Extracted data entries

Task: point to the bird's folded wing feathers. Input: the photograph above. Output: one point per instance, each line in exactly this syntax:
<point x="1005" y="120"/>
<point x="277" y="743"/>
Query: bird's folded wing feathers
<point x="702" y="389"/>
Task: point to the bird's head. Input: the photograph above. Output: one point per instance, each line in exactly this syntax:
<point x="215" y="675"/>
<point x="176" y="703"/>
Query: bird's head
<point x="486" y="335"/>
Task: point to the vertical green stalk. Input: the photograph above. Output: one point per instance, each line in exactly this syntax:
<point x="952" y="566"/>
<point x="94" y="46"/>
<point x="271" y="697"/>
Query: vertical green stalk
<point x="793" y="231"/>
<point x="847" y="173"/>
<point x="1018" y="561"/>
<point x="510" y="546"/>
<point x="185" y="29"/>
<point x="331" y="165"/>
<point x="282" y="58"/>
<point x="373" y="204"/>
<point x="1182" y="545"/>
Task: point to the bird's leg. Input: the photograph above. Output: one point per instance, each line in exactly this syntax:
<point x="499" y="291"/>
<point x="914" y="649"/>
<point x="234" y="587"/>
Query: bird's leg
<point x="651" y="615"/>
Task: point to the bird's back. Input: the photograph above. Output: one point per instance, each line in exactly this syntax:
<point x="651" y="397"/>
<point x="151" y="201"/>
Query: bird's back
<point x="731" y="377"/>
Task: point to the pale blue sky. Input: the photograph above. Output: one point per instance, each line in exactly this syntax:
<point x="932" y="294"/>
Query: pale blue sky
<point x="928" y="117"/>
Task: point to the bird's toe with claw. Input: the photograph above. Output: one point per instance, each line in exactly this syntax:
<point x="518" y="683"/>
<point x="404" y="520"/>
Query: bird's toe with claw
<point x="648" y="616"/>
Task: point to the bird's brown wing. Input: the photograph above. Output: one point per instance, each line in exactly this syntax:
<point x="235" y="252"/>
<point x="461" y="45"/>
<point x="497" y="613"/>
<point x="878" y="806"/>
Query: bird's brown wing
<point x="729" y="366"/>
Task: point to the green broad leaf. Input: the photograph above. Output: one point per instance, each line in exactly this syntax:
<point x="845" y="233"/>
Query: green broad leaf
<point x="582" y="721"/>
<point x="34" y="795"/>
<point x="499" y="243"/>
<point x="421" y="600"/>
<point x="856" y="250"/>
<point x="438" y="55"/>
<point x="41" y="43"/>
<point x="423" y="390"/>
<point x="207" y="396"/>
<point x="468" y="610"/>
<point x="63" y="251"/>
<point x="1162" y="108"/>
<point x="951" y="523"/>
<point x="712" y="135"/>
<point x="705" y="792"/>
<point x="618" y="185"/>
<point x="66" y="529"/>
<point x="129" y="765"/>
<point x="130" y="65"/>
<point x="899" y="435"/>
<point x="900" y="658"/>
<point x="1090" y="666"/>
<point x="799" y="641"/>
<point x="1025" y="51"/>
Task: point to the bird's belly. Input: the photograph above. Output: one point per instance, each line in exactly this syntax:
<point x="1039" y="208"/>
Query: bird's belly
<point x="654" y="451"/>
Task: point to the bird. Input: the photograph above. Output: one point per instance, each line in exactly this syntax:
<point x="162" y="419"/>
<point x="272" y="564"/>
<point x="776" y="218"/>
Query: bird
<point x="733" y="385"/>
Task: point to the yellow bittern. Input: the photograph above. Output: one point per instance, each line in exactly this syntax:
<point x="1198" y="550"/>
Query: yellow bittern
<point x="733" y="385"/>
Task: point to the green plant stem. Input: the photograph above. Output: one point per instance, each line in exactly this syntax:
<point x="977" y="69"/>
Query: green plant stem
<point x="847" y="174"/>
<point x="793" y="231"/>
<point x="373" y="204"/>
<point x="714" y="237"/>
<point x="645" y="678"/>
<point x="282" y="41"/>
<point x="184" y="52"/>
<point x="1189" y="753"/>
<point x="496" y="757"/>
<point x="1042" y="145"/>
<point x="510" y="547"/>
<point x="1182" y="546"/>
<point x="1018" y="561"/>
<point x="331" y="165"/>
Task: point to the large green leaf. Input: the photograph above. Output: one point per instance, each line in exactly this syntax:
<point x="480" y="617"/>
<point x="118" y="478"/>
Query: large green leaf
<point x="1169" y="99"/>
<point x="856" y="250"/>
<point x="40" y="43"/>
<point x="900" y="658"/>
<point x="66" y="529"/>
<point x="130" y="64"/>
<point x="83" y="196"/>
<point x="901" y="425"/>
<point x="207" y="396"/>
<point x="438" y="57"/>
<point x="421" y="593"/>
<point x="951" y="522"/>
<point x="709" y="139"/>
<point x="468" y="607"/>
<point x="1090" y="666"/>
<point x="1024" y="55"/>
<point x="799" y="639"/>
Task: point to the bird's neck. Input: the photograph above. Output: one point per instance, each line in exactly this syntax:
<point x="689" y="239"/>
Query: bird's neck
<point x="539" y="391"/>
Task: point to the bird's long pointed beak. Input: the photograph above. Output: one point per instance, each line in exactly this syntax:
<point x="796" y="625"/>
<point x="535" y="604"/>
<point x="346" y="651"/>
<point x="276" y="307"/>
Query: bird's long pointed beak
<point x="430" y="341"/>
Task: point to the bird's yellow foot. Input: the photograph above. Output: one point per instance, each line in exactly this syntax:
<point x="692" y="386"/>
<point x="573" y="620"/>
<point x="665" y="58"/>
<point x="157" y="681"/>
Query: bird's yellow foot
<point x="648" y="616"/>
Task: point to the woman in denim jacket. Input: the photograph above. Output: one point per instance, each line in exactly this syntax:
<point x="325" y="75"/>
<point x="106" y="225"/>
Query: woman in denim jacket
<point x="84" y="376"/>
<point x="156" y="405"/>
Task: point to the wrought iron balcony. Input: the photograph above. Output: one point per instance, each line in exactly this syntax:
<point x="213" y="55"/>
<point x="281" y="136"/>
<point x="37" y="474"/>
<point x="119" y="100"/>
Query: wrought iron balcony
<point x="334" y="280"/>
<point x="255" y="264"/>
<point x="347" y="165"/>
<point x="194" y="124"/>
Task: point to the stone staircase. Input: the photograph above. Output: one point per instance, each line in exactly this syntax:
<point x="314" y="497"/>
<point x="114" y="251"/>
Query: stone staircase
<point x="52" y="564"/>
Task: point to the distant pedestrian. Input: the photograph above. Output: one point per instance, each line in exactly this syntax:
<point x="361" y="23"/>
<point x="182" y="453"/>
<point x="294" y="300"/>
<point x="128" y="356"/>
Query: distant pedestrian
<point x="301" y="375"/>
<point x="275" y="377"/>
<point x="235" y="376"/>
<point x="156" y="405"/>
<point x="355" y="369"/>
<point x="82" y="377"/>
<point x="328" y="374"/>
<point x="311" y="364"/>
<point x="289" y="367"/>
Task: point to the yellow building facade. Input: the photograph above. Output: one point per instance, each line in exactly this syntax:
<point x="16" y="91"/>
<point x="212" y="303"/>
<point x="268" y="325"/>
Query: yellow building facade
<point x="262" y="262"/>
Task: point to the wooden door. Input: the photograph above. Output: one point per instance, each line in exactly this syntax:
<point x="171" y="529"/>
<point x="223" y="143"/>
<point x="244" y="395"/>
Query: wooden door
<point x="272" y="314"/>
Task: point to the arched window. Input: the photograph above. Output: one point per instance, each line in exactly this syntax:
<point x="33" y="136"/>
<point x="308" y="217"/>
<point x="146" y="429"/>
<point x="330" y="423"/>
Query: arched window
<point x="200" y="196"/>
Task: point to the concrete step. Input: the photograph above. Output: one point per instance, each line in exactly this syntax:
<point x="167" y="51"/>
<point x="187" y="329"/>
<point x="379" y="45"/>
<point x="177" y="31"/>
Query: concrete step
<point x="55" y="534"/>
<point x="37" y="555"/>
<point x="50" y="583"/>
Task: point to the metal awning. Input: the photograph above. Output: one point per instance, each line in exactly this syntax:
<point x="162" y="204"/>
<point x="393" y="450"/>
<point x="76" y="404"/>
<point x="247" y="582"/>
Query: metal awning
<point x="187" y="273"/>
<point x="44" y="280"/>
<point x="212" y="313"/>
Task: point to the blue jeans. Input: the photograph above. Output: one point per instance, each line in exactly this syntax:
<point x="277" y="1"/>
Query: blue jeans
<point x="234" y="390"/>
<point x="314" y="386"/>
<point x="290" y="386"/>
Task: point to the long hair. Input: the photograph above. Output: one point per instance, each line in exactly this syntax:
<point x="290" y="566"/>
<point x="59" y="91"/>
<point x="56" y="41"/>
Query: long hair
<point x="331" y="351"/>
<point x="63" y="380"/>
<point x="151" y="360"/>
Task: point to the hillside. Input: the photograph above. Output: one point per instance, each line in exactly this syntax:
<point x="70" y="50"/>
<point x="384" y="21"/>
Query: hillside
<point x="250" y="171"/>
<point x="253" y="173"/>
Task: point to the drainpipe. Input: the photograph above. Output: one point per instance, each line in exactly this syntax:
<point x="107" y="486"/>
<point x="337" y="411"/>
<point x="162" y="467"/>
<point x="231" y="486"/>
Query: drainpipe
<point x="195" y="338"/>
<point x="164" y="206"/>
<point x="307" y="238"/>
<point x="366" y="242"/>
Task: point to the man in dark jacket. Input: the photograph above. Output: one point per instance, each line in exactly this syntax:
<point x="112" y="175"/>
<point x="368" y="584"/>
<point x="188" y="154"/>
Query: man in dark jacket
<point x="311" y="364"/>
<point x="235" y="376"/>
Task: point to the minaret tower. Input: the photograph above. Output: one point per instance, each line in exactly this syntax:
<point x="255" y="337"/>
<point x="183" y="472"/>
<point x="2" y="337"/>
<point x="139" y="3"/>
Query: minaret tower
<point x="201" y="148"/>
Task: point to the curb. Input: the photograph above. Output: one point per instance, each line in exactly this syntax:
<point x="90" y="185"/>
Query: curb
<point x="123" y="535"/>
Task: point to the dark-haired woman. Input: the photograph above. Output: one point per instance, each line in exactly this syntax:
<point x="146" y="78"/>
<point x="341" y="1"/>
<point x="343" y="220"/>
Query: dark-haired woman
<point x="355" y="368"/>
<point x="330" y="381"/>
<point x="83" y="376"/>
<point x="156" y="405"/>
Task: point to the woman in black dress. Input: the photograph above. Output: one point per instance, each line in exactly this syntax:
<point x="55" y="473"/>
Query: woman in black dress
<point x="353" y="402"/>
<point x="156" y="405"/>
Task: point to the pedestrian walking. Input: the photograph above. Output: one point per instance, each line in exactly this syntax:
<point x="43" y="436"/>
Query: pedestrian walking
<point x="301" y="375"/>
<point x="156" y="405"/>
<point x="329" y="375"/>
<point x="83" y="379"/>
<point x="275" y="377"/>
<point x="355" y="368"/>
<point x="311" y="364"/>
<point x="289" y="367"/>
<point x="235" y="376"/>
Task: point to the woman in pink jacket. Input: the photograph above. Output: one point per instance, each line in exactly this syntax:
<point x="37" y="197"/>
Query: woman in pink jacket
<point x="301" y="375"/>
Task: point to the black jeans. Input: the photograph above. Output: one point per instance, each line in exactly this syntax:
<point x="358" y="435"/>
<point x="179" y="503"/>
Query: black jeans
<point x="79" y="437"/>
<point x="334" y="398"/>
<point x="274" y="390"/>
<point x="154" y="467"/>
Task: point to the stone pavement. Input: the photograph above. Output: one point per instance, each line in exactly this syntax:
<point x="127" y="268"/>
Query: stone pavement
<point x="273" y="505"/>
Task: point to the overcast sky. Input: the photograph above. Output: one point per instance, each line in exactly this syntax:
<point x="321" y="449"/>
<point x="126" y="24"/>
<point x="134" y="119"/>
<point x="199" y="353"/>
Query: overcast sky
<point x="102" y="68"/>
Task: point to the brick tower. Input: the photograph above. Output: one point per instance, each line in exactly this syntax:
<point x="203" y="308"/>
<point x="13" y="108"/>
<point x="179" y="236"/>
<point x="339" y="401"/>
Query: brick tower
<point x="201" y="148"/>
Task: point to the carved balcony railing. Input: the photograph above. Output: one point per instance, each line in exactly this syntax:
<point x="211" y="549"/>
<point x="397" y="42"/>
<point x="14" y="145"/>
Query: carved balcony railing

[TASK PROMPT]: Copy the lines above verbatim, starting at the line that contains "Task: point to the overcast" and continuing through the final line.

[CORRECT ANSWER]:
Task: point to the overcast sky. Input: the photograph above. Output: one point per instance, each line in exactly this syntax:
<point x="321" y="449"/>
<point x="126" y="24"/>
<point x="134" y="119"/>
<point x="199" y="353"/>
Query: overcast sky
<point x="102" y="68"/>
Task: point to the brick tower. Input: the photograph above. Output: one point per instance, each line in exactly this syntax:
<point x="203" y="308"/>
<point x="13" y="108"/>
<point x="179" y="236"/>
<point x="339" y="401"/>
Query: brick tower
<point x="201" y="148"/>
Task: point to the carved balcony railing. Input: the photograph above. Output: one point per instance, each line in exactly this syntax:
<point x="211" y="549"/>
<point x="397" y="42"/>
<point x="14" y="145"/>
Query: carved balcony railing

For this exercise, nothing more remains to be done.